- [INSTRUCTIONS TO FOLLOW] Rewrite the listing lines as a numbered list without blank lines, covering everything from the line containing "of the parked" down to the line containing "point(390, 39)", both included.
- - - -
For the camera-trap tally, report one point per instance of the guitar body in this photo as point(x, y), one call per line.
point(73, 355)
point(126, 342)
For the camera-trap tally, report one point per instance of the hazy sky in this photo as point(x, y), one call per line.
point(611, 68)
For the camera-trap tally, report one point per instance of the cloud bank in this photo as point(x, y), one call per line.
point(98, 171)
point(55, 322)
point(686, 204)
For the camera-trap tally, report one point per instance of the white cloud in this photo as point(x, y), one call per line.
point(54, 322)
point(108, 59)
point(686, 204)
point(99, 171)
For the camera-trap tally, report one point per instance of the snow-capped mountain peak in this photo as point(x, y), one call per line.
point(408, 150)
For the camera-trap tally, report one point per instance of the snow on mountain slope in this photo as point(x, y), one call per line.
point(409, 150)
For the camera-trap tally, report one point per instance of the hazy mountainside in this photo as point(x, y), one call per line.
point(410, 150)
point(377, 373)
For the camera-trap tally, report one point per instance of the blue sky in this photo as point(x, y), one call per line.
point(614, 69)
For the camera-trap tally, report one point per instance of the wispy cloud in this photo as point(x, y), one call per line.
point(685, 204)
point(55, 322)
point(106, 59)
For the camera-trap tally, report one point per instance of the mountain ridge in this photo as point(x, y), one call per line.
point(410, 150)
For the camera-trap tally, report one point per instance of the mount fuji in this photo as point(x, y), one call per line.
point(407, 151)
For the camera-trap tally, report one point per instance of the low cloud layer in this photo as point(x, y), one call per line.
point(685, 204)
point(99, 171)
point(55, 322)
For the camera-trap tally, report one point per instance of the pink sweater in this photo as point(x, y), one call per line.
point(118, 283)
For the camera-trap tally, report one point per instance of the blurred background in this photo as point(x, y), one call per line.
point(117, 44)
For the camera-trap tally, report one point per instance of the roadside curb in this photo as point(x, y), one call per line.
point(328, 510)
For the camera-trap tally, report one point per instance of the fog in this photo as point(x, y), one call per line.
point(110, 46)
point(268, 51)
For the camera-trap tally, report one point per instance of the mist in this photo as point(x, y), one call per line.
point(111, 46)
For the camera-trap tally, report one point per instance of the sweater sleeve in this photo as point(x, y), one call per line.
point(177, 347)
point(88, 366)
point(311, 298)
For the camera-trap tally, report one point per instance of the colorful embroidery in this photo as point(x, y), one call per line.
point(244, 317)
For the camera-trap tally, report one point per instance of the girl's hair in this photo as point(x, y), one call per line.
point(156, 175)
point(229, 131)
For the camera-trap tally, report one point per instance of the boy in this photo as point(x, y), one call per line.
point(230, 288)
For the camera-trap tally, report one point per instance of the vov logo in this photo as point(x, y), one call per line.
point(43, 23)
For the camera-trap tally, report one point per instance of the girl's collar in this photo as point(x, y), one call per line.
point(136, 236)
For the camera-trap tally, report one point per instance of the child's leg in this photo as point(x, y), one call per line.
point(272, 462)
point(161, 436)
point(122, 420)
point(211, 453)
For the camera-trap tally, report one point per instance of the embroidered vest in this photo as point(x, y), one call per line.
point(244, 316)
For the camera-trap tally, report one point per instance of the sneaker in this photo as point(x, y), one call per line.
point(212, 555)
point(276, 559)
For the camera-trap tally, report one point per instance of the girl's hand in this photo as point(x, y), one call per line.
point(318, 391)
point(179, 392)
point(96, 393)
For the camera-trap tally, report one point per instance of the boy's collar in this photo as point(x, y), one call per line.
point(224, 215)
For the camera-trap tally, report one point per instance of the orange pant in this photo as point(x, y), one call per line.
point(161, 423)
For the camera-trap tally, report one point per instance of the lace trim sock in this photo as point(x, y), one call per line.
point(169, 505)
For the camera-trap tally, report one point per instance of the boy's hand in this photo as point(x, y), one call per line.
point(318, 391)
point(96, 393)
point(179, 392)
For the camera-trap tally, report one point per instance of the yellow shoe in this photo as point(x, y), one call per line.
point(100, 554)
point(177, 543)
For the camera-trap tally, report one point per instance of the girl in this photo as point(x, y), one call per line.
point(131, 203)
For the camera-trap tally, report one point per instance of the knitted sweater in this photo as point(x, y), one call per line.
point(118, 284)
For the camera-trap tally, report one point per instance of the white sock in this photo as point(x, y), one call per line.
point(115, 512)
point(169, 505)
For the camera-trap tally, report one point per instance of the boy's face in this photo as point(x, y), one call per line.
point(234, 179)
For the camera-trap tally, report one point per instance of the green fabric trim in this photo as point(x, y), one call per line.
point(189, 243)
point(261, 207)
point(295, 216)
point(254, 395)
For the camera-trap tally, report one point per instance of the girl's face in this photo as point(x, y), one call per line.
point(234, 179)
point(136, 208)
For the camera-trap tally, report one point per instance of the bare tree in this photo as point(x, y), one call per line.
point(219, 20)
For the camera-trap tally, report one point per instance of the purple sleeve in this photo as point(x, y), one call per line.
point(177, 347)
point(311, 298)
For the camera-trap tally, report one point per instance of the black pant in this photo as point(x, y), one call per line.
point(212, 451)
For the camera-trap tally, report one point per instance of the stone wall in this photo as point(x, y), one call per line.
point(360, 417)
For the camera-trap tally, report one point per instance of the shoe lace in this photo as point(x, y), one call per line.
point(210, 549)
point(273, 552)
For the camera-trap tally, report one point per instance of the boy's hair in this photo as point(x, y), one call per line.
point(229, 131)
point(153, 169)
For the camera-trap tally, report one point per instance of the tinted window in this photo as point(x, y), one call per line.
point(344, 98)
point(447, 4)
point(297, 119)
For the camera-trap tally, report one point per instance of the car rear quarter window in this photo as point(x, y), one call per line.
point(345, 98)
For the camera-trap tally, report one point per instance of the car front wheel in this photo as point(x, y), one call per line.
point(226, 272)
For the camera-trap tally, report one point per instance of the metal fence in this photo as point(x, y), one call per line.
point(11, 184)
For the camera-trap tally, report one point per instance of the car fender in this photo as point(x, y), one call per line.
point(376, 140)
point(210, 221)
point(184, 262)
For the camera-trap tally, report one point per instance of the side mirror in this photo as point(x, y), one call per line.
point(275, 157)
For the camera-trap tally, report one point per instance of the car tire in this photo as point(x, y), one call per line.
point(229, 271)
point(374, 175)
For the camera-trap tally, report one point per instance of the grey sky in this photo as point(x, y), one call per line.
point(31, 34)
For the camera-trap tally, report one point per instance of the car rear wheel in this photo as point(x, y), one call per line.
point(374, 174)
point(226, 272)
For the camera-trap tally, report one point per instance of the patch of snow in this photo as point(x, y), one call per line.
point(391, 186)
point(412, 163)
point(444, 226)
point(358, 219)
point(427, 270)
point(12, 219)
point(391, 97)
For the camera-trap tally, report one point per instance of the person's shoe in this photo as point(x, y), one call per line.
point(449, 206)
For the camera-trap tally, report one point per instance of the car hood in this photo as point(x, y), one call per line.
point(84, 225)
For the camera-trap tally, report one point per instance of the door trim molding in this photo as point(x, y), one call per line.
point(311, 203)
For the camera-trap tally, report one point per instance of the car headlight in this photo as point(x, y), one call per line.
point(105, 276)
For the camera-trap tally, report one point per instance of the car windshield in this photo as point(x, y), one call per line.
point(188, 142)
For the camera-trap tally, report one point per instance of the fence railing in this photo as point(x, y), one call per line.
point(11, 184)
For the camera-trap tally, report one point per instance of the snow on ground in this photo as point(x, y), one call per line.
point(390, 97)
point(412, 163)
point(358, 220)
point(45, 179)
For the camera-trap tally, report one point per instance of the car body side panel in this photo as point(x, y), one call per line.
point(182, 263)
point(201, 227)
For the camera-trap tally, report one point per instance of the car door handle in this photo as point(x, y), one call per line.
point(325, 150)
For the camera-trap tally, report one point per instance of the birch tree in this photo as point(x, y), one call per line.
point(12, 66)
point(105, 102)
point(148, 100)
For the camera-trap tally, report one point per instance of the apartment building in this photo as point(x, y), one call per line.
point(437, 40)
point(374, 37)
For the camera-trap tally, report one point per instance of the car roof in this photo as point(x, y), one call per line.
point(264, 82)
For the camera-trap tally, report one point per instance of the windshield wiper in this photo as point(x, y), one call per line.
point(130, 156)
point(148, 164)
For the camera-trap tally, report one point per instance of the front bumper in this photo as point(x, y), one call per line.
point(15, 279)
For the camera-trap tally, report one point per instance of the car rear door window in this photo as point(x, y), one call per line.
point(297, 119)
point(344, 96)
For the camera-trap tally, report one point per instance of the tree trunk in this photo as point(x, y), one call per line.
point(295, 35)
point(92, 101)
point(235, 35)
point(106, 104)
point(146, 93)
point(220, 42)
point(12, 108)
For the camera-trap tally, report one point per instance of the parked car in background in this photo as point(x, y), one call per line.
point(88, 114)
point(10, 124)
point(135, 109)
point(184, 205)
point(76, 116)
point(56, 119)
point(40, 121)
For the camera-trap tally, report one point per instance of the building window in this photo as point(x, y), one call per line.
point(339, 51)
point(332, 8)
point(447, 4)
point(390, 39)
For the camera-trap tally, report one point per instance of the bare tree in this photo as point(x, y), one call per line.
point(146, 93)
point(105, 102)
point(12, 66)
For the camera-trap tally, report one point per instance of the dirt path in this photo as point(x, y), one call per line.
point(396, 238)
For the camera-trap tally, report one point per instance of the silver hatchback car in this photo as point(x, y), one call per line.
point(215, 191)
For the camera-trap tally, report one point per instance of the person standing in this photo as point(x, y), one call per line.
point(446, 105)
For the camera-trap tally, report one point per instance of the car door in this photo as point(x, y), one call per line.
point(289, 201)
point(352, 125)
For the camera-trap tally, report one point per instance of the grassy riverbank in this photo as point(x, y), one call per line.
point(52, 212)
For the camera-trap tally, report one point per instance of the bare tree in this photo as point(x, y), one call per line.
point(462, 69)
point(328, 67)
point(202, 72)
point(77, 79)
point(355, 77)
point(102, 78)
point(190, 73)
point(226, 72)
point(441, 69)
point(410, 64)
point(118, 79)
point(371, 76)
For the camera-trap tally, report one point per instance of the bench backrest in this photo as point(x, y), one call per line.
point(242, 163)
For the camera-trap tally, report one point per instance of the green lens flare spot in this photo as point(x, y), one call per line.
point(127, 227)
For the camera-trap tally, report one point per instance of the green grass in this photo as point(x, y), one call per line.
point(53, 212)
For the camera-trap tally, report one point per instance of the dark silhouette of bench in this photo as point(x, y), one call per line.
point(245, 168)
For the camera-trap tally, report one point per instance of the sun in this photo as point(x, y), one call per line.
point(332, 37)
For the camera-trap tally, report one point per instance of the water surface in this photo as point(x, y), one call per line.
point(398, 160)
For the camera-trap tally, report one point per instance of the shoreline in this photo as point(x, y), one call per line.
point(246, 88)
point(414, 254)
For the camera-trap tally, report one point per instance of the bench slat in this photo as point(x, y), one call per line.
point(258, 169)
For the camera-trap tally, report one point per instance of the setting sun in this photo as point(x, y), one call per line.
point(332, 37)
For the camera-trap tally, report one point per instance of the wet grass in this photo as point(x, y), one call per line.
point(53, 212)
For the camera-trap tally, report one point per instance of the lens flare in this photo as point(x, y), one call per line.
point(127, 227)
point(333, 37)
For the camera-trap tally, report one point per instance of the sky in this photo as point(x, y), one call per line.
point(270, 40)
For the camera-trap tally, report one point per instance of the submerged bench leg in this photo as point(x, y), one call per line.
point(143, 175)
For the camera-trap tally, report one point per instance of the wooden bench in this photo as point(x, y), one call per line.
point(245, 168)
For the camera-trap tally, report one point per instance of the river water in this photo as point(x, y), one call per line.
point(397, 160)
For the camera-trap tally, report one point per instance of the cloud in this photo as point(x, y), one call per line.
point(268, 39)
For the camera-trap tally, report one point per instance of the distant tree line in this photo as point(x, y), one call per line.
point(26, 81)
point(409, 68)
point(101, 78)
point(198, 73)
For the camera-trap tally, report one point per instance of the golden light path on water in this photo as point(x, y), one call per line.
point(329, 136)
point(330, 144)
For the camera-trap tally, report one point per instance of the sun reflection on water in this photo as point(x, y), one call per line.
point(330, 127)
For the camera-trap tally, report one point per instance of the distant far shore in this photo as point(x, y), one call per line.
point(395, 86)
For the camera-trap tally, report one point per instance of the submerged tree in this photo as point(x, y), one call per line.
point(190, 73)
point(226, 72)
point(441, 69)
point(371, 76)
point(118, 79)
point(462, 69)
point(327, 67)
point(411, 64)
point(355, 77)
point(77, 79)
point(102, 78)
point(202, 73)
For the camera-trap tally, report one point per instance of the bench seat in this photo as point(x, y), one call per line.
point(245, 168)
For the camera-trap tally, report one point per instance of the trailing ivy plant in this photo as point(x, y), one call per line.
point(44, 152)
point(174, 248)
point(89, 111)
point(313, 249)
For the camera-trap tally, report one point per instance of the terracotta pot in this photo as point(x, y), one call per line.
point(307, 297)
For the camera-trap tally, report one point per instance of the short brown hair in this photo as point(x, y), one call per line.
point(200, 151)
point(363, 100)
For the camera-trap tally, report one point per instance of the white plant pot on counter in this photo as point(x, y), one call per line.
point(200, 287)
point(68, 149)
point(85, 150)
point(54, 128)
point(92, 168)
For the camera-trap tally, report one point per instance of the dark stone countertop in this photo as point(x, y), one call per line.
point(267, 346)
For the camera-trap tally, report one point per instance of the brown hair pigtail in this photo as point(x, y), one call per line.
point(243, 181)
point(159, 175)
- - - -
- [EXPECTED ANSWER]
1. For the camera-trap tally, report one point per instance of the parked car in background in this photo as point(x, y), one call per line.
2. point(88, 114)
3. point(10, 124)
4. point(135, 109)
5. point(184, 205)
6. point(76, 116)
7. point(56, 119)
8. point(40, 121)
9. For the camera-trap tally, report one point per instance of the building window in this photo as point(x, y), one call per line.
10. point(339, 51)
11. point(332, 8)
12. point(447, 4)
13. point(390, 39)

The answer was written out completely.